*原文节选:*

前面我们说到Dataset,是打包了数据地址、规模和其他的一些非必需功能,让Dataloader来调用。本文我们通过Dataloader的源码来看下原始数据是如何夹在到模型之中的。
def __init__(self, dataset, batch_size=1, shuffle=False, sampler=None, batch_sampler=None, num_workers=0, collate_fn=default_collate, pin_memory=False, drop_last=False, timeout=0, worker_init_fn=None):
self.dataset = dataset # 打包文件
self.batch_size = batch_size # batch_size
self.num_workers = num_workers # 多进程处理数据
self.collate_fn = collate_fn # 数据封装方式
self.pin_memory = pin_memory # 是否将载入的数据放到锁页内存中,如否,则允许放入虚拟内存,解释见 https://blog.csdn.net/tfcy694/article/details/83270701
self.drop_last = drop_last # 如果数据总数不能被batch_size整除,是否要丢弃最后一个小的batch
self.timeout = timeout # 载入超时限制
self.worker_init_fn = worker_init_fn
if timeout < 0:
raise ValueError('timeout option should be non-negative')
if batch_sampler is not None:
if batch_size > 1 or shuffle or sampler is not None or drop_last:
raise ValueError('batch_sampler option is mutually exclusive with batch_size, shuffle, sampler, and drop_last')
self.batch_size = None
self.drop_last = None
if sampler is not None and shuffle:
raise ValueError('sampler option is mutually exclusive with shuffle')
if self.num_workers < 0:
raise ValueError('num_workers option cannot be negative; use num_workers=0 to disable multiprocessing.')
if batch_sampler is None:
if sampler is None:
if shuffle:
sampler = RandomSampler(dataset)
else:
sampler = SequentialSampler(dataset)
batch_sampler = BatchSampler(sampler, batch_size, drop_last)
self.sampler = sampler
self.batch_sampler = batch_sampler
self.__initialized = True
我们首先从简单的batch和shuffle开始说起:
Dataloader类本身很简单,下面我们来看看其核心功能——迭代器的重载函数__iter__(self),即_DataLoaderIter类。
_DataLoaderIter中的大多数变量均来自DataLoader,下文不再专门区分。
如果num_workers选项大于0,那么构造函数实现了多进程(workers)处理,然后根据pin_memory选项决定是否调用线程进行锁页内存加载。如果num_workers等于0,则略去上述多进程操作,采取普通方式读数据。
读取到的数据都将保存在队列self.data_queue中。这个变量很重要,我们在自己的程序中迭代输入数据时就是从这个队列中提取的数据,其元素形如(idx, samples)。定义在pin_memory和多进程封装之后。
有了大概的认识之后便能从 https://pytorch.org/docs/stable/_modules/torch/utils/data/dataloader.html#DataLoader 中给出的note了解一下数据加载进程的3条工作逻辑(退出逻辑):
# NOTE [ Data Loader Multiprocessing Shutdown Logic ]
#
# Preliminary:
#
# Our data model looks like this (queues are indicated with curly brackets):
#
# main process ||
# | ||
# {index_queue} ||
# | ||
# worker processes || DATA
# | ||
# {worker_result_queue} || FLOW
# | ||
# pin_memory_thread of main process || DIRECTION
# | ||
# {data_queue} ||
# | ||
# data output \/
#
# P.S. `worker_result_queue` and `pin_memory_thread` part may be omitted if
# `pin_memory=False`.
#
#
# Terminating multiprocessing logic requires very careful design. In
# particular, we need to make sure that
#
# 1. The iterator gracefully exits the workers when its last reference is
# gone or it is depleted.
#
# In this case, the workers should be gracefully exited because the
# main process may still need to continue to run, and we want cleaning
# up code in the workers to be executed (e.g., releasing GPU memory).

*已知信息:*
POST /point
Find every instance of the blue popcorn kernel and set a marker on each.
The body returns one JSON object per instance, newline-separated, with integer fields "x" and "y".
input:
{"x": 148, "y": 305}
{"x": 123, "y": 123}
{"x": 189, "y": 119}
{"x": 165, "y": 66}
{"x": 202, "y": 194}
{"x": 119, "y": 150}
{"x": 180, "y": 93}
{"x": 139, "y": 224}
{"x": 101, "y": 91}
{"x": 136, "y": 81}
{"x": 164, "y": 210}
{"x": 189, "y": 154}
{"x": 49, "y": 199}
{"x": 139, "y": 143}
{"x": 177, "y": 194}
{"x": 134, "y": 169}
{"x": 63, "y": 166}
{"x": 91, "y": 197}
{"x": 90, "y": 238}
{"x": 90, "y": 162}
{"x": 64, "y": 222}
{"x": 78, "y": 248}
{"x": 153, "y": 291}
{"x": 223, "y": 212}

*任务要求 1:* 请将原文中从“batch_sampler = BatchSampler(sampler, batch_size, drop_last)”起,一直到“ader,下文不再专门区分。”为止(含这两处)的文字照原样重新写出。
*任务要求 2:* 把上面清单中的全部条目转写成两列CSV,列名依次为“指令”和“应答”,每一条占一行,分别填入该条的文字及其答案。每个字段各用一对双引号括起,字段内的换行一律改为空格。
上述清单与原文内容毫无关联。

*参考解答 1:*
batch_sampler = BatchSampler(sampler, batch_size, drop_last)
self.sampler = sampler
self.batch_sampler = batch_sampler
self.__initialized = True
我们首先从简单的batch和shuffle开始说起:
Dataloader类本身很简单,下面我们来看看其核心功能——迭代器的重载函数__iter__(self),即_DataLoaderIter类。
_DataLoaderIter中的大多数变量均来自DataLoader,下文不再专门区分。

*参考解答 2:*
指令,应答
"POST /point Find every instance of the blue popcorn kernel and set a marker on each. The body returns one JSON object per instance, newline-separated, with integer fields ""x"" and ""y"". input:","{""x"": 148, ""y"": 305} {""x"": 123, ""y"": 123} {""x"": 189, ""y"": 119} {""x"": 165, ""y"": 66} {""x"": 202, ""y"": 194} {""x"": 119, ""y"": 150} {""x"": 180, ""y"": 93} {""x"": 139, ""y"": 224} {""x"": 101, ""y"": 91} {""x"": 136, ""y"": 81} {""x"": 164, ""y"": 210} {""x"": 189, ""y"": 154} {""x"": 49, ""y"": 199} {""x"": 139, ""y"": 143} {""x"": 177, ""y"": 194} {""x"": 134, ""y"": 169} {""x"": 63, ""y"": 166} {""x"": 91, ""y"": 197} {""x"": 90, ""y"": 238} {""x"": 90, ""y"": 162} {""x"": 64, ""y"": 222} {""x"": 78, ""y"": 248} {""x"": 153, ""y"": 291} {""x"": 223, ""y"": 212}"